WHAT YOU NEED TO DO: In the records below, find the line containing "Find the asphalt"; copy exactly that line and all lines after it to the end, and nothing else.

DATA SUPPLIED:

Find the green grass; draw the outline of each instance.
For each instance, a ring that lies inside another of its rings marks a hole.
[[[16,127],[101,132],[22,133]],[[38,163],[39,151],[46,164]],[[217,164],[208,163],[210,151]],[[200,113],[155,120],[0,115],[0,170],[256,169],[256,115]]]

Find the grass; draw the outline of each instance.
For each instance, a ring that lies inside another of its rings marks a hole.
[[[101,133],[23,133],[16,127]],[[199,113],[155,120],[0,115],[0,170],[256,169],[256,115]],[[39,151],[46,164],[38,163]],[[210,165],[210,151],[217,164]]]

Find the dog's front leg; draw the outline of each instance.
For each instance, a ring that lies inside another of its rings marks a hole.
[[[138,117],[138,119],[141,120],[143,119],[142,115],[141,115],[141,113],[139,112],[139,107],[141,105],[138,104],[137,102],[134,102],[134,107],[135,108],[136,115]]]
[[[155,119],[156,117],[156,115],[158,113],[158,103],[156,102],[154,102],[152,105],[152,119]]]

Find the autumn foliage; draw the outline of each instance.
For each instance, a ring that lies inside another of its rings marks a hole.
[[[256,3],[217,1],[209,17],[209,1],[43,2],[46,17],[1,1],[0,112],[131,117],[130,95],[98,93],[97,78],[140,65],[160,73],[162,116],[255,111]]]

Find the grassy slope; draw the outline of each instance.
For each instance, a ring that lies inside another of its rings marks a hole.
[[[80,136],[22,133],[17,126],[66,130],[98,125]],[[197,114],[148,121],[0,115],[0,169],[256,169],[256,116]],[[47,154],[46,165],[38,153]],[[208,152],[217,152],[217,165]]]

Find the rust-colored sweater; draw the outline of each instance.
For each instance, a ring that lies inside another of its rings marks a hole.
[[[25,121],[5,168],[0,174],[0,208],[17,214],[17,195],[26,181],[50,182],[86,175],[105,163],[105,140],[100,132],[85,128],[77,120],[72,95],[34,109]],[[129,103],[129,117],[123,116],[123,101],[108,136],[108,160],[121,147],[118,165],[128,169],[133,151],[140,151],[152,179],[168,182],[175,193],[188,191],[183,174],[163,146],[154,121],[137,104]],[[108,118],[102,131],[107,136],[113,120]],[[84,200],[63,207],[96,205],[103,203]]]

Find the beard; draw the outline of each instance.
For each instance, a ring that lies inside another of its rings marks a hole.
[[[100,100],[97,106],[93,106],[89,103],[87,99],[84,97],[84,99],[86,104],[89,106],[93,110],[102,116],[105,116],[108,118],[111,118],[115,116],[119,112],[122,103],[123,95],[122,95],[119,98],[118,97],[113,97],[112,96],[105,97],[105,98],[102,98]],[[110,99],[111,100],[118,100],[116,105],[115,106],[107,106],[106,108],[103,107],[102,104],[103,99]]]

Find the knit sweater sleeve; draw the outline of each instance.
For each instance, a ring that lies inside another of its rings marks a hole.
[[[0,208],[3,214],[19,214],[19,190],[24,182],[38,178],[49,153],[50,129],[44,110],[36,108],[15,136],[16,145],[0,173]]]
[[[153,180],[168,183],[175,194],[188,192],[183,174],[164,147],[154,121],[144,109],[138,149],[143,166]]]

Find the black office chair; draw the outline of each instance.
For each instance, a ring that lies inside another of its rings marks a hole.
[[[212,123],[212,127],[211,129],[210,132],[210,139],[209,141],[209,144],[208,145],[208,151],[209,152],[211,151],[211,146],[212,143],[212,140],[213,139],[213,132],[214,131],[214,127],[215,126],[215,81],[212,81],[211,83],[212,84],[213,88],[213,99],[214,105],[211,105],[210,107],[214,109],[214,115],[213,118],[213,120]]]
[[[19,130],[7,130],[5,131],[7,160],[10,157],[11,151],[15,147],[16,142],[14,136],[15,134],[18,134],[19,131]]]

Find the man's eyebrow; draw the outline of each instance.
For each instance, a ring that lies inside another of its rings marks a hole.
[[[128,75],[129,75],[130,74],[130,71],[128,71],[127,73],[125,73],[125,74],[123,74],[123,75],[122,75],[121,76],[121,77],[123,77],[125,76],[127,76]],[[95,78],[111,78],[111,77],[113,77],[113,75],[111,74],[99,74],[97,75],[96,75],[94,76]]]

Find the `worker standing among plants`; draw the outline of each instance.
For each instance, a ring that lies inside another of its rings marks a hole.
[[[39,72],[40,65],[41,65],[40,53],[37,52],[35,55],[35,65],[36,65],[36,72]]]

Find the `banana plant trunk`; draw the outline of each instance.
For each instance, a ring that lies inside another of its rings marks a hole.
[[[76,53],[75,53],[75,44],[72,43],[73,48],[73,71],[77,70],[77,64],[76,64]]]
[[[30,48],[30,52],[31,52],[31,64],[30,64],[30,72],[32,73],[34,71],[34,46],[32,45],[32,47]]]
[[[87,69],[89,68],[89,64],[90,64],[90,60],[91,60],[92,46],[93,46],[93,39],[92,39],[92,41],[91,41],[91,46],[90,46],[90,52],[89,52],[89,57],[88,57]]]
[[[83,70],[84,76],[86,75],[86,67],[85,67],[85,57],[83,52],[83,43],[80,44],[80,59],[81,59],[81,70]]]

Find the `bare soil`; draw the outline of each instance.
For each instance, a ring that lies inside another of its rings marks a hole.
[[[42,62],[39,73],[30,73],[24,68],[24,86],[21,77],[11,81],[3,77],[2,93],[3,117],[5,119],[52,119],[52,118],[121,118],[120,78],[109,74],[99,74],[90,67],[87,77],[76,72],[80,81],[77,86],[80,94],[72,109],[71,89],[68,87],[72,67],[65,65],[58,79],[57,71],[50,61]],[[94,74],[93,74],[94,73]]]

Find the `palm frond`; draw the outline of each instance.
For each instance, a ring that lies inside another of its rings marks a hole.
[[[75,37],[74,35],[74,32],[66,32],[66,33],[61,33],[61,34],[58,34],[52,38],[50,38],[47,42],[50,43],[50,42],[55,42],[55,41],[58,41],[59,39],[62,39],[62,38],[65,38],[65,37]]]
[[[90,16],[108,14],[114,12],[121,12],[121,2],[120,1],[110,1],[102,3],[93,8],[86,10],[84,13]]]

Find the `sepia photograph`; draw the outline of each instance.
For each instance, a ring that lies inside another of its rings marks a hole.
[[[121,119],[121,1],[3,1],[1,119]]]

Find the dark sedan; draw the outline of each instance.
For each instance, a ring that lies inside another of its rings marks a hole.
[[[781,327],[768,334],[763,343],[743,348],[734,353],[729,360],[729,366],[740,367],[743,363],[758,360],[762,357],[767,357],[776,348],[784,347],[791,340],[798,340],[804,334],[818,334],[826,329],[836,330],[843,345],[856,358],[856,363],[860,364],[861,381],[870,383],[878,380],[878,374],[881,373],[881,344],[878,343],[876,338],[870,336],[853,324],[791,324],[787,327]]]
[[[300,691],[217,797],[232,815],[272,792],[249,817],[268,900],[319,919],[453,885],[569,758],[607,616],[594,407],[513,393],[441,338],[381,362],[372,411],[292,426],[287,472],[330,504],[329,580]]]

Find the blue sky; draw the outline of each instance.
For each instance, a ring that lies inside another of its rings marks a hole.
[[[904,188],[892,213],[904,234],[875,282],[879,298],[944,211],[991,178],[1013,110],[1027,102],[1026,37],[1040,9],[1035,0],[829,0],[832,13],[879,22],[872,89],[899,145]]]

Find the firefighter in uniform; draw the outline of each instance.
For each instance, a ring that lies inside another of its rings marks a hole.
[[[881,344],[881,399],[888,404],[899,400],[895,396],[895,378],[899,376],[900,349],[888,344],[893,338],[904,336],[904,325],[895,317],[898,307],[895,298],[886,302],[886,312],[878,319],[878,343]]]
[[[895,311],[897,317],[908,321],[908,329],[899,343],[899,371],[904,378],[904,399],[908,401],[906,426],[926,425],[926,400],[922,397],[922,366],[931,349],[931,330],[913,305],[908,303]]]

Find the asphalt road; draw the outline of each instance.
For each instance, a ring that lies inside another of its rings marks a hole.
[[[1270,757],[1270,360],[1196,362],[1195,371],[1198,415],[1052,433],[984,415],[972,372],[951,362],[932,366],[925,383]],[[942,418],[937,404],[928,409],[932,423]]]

EXPECTED OUTPUT:
Find the asphalt road; draw the outline of each instance.
For each instance, a ring that lies inside another of its rings marks a hole.
[[[1270,757],[1270,360],[1196,362],[1195,371],[1198,415],[1052,433],[984,415],[972,372],[951,362],[932,366],[925,383]],[[942,418],[937,404],[928,409],[932,423]]]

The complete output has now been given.